• **DATA SUPPLIED**:
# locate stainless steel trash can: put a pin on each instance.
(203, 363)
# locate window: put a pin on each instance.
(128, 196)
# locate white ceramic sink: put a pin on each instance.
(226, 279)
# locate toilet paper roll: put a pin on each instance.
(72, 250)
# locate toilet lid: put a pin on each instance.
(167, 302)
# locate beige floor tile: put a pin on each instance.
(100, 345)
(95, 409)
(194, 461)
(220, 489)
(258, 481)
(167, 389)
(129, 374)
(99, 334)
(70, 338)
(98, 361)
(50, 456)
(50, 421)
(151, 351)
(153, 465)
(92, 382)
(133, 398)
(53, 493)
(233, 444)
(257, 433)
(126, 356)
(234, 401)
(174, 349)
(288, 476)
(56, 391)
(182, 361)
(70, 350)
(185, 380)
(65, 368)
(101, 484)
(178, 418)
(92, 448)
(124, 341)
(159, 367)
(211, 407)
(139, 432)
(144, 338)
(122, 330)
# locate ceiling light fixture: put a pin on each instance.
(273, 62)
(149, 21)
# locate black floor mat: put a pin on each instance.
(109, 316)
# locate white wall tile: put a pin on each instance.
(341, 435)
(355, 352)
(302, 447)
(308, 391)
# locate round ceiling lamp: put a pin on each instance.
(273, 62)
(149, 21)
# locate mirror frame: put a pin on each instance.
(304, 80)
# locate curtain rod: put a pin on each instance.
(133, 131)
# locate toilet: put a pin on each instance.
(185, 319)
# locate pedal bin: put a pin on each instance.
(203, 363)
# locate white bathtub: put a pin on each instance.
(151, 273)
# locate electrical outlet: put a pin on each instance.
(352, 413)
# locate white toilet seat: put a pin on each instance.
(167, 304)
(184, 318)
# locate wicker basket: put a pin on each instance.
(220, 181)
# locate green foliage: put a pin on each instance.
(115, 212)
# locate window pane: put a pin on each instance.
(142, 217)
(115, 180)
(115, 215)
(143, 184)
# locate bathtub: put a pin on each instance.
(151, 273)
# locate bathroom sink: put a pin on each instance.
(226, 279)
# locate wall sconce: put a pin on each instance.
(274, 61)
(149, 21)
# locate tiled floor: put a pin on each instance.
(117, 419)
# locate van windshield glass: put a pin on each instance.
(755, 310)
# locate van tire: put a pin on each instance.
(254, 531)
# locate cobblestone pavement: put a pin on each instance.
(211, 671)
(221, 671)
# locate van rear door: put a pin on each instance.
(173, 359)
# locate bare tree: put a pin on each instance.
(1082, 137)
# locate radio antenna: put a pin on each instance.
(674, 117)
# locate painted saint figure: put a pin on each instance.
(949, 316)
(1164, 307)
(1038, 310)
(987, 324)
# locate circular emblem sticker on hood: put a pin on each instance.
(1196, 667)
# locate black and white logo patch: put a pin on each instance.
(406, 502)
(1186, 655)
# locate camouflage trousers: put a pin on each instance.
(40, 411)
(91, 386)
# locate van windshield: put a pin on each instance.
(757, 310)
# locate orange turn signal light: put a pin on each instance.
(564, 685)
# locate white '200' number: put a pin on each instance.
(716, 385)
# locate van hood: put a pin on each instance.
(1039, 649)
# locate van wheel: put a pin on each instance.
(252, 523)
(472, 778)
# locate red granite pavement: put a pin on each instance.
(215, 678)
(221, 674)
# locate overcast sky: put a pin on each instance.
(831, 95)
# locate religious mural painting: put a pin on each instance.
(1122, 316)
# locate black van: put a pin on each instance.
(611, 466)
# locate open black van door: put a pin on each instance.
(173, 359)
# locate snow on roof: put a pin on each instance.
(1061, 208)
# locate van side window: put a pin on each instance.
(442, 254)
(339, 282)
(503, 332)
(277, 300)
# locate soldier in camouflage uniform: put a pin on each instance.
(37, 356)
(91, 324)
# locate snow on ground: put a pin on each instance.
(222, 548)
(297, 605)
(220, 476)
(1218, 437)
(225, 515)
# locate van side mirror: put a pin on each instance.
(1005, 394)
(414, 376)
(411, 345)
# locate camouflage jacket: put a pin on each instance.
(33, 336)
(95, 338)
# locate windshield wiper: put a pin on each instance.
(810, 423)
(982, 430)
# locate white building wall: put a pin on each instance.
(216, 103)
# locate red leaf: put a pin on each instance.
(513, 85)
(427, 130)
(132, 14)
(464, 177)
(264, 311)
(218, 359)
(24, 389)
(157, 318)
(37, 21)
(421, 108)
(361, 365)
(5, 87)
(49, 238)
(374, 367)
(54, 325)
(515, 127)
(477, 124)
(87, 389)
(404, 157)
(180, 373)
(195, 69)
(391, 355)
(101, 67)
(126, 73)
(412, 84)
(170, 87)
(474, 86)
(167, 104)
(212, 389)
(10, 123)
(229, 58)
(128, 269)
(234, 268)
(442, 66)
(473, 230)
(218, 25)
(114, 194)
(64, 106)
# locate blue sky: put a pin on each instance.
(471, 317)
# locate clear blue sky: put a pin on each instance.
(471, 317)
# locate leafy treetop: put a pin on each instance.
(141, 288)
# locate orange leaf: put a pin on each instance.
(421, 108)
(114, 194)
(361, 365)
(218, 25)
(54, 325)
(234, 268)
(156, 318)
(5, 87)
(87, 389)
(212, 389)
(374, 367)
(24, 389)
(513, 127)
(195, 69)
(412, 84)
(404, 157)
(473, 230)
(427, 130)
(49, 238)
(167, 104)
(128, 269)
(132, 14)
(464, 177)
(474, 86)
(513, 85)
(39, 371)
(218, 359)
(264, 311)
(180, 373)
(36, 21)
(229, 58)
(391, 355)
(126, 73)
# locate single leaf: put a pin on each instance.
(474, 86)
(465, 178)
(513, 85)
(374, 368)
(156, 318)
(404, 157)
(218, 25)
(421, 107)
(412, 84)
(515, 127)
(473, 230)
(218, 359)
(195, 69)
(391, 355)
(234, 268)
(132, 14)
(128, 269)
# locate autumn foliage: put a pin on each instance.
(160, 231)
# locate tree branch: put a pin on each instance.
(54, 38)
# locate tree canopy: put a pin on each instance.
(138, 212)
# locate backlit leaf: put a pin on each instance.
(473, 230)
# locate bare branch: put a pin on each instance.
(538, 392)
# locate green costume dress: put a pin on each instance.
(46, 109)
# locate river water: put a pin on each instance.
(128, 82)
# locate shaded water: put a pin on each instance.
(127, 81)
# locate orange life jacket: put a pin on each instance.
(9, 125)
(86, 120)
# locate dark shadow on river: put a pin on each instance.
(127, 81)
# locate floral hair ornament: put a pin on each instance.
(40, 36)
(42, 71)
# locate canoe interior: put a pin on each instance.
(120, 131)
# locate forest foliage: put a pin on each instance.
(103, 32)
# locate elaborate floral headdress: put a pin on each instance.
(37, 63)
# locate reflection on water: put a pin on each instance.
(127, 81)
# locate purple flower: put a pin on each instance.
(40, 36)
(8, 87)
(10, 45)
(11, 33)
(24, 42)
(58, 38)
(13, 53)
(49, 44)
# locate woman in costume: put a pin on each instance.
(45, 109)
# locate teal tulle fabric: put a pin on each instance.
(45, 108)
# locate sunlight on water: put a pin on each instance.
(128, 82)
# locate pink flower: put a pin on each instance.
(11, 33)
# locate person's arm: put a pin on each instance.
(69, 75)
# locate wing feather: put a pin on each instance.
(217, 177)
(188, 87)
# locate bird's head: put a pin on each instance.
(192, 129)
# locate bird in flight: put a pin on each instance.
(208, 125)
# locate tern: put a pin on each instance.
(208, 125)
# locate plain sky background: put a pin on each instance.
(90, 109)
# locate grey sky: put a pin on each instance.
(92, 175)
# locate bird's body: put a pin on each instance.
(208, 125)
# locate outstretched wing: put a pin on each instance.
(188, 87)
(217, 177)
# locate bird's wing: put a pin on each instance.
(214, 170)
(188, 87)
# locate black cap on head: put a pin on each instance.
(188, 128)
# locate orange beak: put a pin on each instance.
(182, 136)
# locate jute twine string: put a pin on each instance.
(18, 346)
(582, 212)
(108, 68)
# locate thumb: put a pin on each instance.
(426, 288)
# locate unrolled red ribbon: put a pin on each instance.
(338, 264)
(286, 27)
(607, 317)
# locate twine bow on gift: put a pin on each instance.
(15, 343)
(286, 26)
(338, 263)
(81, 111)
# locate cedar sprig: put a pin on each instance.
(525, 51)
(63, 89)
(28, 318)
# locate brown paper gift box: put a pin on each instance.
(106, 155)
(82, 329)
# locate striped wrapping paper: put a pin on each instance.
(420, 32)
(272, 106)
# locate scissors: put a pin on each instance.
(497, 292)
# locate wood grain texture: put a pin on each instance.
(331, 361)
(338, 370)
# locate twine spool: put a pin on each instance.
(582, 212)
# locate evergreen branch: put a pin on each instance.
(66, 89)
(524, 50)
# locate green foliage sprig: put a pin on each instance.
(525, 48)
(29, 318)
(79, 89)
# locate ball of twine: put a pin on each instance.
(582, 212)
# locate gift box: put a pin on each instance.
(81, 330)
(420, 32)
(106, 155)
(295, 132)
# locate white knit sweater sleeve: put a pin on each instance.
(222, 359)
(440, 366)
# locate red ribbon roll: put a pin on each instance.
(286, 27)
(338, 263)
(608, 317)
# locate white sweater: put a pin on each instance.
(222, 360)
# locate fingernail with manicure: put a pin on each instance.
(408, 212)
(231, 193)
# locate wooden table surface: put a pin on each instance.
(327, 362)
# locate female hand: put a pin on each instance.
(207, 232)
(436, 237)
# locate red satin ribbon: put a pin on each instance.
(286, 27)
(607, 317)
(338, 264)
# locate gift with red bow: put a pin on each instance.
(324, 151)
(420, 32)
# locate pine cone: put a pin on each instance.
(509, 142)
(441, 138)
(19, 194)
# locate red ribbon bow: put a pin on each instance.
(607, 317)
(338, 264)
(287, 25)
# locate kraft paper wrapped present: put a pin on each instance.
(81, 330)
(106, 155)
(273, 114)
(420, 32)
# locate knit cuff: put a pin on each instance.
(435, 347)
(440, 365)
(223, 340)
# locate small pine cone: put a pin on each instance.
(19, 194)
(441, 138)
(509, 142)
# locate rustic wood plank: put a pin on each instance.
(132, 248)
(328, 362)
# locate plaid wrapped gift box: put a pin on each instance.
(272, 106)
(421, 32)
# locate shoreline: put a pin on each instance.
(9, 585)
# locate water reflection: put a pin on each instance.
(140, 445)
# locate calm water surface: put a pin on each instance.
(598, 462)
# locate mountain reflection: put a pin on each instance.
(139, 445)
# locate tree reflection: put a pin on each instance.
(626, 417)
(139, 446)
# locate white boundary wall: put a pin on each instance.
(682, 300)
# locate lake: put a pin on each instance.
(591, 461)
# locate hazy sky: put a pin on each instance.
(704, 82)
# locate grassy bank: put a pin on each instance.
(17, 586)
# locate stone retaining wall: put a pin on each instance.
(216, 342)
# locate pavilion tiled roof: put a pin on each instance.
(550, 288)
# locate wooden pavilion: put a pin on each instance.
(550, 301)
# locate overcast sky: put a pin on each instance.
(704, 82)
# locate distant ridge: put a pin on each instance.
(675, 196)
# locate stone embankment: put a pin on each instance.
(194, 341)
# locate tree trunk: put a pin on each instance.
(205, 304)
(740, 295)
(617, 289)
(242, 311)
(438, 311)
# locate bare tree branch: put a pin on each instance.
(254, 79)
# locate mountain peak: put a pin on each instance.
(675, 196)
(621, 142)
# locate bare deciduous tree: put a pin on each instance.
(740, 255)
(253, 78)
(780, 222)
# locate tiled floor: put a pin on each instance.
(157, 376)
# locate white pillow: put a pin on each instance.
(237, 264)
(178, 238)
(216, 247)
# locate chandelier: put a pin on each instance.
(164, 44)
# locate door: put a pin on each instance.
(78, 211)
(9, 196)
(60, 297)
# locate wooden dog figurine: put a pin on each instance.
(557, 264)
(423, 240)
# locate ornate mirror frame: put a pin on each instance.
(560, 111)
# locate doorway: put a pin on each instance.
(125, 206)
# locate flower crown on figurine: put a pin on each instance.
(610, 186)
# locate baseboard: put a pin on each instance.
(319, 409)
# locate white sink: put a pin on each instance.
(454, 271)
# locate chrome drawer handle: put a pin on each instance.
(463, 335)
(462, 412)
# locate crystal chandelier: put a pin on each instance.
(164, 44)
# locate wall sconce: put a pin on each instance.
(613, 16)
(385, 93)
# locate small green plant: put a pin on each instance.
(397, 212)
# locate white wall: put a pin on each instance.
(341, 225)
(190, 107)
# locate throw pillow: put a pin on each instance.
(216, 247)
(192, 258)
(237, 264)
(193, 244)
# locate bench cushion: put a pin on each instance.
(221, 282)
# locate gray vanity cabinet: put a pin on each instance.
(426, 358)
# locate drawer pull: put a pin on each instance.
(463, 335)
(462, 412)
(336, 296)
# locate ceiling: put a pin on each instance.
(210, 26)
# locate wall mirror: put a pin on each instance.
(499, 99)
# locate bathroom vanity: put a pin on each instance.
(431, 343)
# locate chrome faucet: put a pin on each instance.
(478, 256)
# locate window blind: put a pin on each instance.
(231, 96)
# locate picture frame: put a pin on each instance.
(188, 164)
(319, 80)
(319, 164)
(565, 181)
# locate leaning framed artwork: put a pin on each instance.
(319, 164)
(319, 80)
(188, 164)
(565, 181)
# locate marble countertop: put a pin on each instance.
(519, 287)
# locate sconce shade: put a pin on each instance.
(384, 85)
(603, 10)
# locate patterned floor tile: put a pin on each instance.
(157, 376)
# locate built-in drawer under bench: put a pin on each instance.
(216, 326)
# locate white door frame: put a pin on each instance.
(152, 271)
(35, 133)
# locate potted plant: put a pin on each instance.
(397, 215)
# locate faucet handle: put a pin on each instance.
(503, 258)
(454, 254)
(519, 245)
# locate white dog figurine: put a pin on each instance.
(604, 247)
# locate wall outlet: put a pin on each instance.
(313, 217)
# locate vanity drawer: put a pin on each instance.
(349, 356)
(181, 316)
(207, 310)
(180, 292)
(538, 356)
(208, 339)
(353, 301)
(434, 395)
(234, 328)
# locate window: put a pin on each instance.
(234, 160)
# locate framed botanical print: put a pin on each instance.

• **PROBLEM DETAILS**: Repeat word for word the lines running from the line containing "# locate bathroom vanity: put" to the end of the entries above, inclusive.

• **RESPONSE**:
# locate bathroom vanity: put a pin on each instance.
(431, 343)
# locate chrome faucet: put a pin on each instance.
(478, 256)
# locate window blind: put a pin on each instance.
(231, 96)
# locate picture frame: put a pin on each instance.
(188, 164)
(319, 80)
(319, 164)
(565, 181)
# locate leaning framed artwork: put a pin on each instance.
(319, 164)
(319, 80)
(188, 164)
(565, 181)
# locate marble countertop: put a pin on each instance.
(519, 287)
# locate sconce shade: put a pin on each instance.
(384, 85)
(603, 10)
# locate patterned floor tile: put a pin on each instance.
(157, 376)
# locate built-in drawer under bench: put a pin on each instance.
(216, 326)
# locate white door frame: put a pin on each instance.
(152, 271)
(35, 133)
# locate potted plant: put a pin on each instance.
(397, 215)
# locate faucet handle: put a pin on each instance.
(503, 258)
(454, 254)
(519, 245)
# locate white dog figurine: put a pin on each instance.
(604, 247)
# locate wall outlet: put a pin on each instance.
(313, 217)
# locate vanity drawer: put a pin on each instance.
(349, 356)
(181, 316)
(207, 310)
(180, 292)
(538, 356)
(208, 339)
(353, 301)
(434, 395)
(234, 328)
# locate window: put a pin on each instance.
(234, 160)
# locate framed botanical print: put a pin on each instance.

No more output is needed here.